Stored data
_ _ _ _

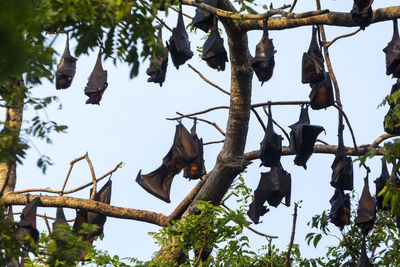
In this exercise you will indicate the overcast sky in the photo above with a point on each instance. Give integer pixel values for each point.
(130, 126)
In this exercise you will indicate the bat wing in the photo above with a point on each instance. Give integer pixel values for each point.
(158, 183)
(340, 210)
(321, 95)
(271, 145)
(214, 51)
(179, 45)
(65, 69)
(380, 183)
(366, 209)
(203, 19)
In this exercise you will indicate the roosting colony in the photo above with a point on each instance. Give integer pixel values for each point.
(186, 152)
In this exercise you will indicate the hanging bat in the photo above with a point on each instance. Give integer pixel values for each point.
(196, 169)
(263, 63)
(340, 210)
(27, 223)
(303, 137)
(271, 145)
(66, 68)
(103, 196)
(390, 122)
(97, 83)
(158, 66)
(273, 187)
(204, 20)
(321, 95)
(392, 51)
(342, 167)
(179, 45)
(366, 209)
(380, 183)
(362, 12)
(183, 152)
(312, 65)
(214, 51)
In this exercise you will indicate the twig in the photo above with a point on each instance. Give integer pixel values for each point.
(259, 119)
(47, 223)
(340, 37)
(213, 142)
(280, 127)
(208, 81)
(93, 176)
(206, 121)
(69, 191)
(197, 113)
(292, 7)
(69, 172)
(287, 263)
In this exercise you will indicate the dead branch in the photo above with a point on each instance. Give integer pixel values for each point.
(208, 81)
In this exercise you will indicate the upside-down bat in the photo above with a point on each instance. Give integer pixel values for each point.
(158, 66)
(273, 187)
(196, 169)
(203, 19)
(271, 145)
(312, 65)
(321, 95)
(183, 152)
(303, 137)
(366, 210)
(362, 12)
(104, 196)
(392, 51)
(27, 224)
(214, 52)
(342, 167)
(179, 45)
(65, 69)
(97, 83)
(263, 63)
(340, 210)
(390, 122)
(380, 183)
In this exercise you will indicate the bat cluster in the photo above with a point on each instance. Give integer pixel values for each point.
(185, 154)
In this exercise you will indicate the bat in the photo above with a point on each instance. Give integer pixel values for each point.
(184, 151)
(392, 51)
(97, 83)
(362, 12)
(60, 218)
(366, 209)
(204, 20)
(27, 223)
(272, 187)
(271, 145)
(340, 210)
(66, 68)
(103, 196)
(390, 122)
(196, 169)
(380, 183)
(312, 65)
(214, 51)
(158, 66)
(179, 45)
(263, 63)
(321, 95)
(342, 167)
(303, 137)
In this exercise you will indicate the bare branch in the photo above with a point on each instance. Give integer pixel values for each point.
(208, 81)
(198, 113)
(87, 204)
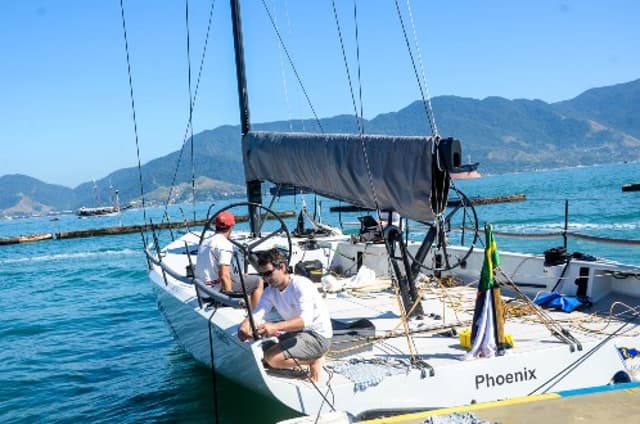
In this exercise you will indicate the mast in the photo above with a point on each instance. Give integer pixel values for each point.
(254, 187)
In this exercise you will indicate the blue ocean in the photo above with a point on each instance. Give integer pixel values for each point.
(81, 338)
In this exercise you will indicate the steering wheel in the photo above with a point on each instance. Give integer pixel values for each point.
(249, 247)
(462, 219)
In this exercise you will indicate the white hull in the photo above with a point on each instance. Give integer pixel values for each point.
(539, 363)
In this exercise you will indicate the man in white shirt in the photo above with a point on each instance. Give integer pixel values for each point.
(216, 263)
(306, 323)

_ _ _ _

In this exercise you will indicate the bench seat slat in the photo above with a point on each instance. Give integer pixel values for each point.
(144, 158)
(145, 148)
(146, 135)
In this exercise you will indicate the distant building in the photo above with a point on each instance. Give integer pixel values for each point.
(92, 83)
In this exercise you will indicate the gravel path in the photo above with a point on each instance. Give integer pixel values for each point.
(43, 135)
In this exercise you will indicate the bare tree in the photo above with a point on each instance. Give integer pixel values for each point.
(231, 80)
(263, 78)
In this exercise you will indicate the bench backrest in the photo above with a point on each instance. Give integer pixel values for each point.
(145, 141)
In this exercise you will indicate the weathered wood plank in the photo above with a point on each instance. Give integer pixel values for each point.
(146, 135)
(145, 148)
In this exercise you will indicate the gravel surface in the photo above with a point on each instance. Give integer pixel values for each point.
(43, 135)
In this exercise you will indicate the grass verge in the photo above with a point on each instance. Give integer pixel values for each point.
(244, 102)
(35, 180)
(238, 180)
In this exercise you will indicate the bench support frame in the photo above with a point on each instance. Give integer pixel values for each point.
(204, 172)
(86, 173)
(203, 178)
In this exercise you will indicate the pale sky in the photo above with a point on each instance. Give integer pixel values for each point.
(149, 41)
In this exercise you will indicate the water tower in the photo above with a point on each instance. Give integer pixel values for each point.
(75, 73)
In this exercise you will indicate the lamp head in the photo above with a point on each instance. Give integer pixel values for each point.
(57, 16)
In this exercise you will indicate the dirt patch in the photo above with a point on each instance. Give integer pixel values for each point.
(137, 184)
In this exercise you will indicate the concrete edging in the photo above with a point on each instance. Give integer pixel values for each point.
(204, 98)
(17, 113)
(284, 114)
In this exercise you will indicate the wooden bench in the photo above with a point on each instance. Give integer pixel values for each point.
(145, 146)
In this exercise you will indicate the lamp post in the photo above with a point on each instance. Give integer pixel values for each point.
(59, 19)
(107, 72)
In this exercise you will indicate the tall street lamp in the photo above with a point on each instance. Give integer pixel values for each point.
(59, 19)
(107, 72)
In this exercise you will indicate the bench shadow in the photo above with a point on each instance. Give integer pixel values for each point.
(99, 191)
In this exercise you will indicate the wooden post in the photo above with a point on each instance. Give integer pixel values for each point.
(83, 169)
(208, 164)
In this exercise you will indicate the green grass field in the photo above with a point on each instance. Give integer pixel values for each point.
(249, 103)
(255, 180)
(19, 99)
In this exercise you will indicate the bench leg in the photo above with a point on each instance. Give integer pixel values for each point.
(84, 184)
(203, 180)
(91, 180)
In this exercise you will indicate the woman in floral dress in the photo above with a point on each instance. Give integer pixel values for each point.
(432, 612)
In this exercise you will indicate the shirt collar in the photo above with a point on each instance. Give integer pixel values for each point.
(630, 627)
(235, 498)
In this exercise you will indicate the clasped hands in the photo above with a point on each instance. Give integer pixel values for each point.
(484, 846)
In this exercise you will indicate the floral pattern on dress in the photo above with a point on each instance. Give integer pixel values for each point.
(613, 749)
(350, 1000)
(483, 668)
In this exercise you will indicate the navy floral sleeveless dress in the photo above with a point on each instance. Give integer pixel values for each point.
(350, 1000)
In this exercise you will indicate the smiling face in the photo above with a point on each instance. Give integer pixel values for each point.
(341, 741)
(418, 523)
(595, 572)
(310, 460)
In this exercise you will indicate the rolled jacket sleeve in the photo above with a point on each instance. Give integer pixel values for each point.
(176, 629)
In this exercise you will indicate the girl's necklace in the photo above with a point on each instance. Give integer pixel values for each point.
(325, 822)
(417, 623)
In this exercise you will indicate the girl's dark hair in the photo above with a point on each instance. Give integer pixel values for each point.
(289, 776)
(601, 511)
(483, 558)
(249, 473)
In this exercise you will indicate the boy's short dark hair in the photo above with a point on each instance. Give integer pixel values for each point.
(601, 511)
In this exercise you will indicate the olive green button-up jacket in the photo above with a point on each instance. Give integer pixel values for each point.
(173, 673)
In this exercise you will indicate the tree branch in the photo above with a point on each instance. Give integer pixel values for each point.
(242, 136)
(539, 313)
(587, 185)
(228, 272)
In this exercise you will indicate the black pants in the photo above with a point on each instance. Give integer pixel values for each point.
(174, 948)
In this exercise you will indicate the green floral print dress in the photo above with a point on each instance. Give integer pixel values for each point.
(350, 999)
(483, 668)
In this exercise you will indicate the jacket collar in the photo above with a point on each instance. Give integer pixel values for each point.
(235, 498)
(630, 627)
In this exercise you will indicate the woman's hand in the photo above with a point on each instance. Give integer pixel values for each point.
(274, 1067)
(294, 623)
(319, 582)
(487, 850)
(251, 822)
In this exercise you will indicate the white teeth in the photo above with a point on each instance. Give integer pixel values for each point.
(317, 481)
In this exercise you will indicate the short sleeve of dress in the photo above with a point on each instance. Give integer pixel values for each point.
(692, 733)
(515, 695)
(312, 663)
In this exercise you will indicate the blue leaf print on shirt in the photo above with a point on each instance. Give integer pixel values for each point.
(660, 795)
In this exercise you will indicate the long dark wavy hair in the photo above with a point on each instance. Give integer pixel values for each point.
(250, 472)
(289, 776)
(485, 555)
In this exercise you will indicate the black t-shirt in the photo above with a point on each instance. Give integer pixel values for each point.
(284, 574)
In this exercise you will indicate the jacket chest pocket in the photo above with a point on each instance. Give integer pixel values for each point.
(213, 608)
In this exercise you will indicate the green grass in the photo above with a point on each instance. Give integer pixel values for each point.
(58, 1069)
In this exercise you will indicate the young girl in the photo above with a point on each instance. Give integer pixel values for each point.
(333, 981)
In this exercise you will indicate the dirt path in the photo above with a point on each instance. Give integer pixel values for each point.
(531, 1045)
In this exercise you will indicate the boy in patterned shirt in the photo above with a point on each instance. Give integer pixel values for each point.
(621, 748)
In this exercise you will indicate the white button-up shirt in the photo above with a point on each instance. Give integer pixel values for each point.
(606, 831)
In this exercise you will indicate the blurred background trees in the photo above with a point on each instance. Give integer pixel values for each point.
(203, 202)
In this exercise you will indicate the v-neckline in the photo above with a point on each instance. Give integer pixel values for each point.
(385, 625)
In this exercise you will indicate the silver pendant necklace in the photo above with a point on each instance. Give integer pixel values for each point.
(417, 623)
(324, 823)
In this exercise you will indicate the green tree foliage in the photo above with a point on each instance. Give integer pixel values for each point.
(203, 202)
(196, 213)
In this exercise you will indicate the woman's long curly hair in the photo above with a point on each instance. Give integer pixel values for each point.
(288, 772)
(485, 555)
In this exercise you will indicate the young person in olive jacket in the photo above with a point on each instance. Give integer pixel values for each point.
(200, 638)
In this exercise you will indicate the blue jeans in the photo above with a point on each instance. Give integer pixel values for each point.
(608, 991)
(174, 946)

_ _ _ _

■ EXERCISE DETAILS ■
Report each line of the rows above that contains the string "necklace", where a match must have the same uppercase and lowercase letters.

■ PROBLEM SOLUTION ■
In this exercise you will indicate the girl's necklace in the photo above with a point on each instance. Give integer pixel values for each point.
In this exercise you will indicate the silver pendant necklace in the photo above with a point on each instance. Give integer pixel values for each point.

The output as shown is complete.